Stored entries
==============================
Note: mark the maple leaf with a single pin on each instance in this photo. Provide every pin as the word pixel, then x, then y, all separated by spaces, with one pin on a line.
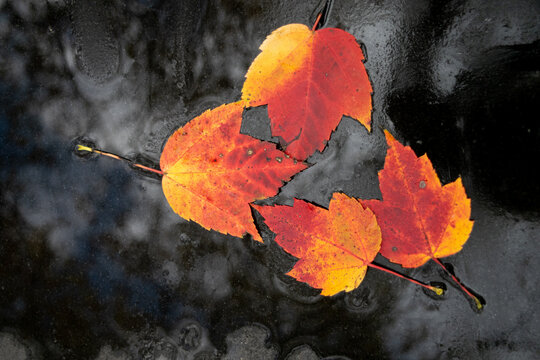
pixel 420 219
pixel 211 172
pixel 334 246
pixel 309 79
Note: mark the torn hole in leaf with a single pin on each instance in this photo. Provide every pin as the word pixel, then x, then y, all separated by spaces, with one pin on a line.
pixel 256 123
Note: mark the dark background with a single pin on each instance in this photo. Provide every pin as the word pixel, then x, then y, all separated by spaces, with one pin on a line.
pixel 95 264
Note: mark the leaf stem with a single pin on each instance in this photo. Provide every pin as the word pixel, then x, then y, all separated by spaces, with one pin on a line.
pixel 118 157
pixel 317 21
pixel 435 289
pixel 479 305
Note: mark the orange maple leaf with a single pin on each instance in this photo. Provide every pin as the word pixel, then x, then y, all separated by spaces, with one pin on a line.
==============================
## Aim of the task
Transcribe the lines above verbatim, omitting the pictures from your answer.

## Final answer
Note: mark the maple leaf with a single pin on each instance in this photo. Provide every pin as the word pixel, then x, then y, all separated by spaces, with one pin on a line.
pixel 420 219
pixel 211 172
pixel 334 246
pixel 309 79
Note: mark the torn hole in leaf with a single pin on each instance in this photo. Provide every pin as the word pixel, then x, then y, all separated by spaces, with one pin on a line.
pixel 256 123
Note: mark the dark background with a single pin on each instance in this photo. Provide every pin as the word pixel, then x, then y, all separated by spaces, with one pin on a line.
pixel 95 264
Note: mark the leaf stem with a single pin on each instance in this photo. Provide every pin as the word pixel, then x, then y, all separated by spaces, with one pin on a line.
pixel 118 157
pixel 317 21
pixel 435 289
pixel 479 305
Note: mark the orange maple leaf with a single pin on each instance in this photo. Provide every pin as the word pixel, then x, then y, all separated by spaces, with one pin on a line.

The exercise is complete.